Dataset excerpts

+-------+

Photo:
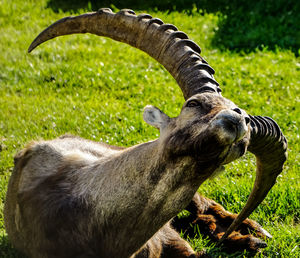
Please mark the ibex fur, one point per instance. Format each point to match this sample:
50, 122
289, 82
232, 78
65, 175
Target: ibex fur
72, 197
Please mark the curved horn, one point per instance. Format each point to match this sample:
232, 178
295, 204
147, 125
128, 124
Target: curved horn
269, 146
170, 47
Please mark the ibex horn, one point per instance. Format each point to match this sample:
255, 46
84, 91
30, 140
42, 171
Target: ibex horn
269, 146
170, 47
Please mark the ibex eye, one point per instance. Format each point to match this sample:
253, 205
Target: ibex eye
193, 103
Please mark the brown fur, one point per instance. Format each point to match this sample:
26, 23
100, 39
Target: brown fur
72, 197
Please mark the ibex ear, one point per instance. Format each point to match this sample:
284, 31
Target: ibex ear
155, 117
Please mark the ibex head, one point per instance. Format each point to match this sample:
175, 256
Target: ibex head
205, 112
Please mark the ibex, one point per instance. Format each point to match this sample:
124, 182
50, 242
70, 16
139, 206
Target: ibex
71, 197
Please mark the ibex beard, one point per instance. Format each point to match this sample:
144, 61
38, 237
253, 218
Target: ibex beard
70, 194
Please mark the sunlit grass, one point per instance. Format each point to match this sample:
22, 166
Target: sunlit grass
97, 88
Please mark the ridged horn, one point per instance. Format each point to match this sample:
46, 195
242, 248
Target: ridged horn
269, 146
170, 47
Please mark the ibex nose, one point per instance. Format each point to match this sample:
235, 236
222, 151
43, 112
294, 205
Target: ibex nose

+-------+

§ **Exercise**
Locate the lines above that hold the word "nose". Show every one of them.

§ **Response area**
Please mark the ibex nose, one point per instance. Format each point to match this sample:
Target: ibex nose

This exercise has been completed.